**EXERCISE OBJECTIVE:** Can you give these records again with every "unfired clay jar" changed to "raw earthenware pot", leaving everything else as it is and omitting the pictures?
.....
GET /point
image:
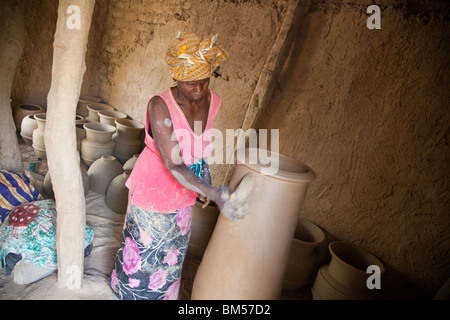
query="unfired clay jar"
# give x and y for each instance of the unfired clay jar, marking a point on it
(246, 259)
(202, 226)
(345, 277)
(29, 124)
(127, 138)
(82, 102)
(102, 172)
(20, 111)
(98, 141)
(116, 197)
(129, 164)
(38, 135)
(302, 262)
(94, 108)
(48, 187)
(109, 116)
.....
**ANSWER IN FULL:**
GET /point
image:
query="raw earthenware pot"
# give x and y for each instance of the raw earthenware pot, marking a point on it
(246, 259)
(202, 226)
(345, 277)
(29, 124)
(127, 138)
(82, 102)
(102, 172)
(20, 111)
(98, 141)
(116, 197)
(129, 164)
(38, 135)
(302, 262)
(94, 108)
(48, 187)
(109, 116)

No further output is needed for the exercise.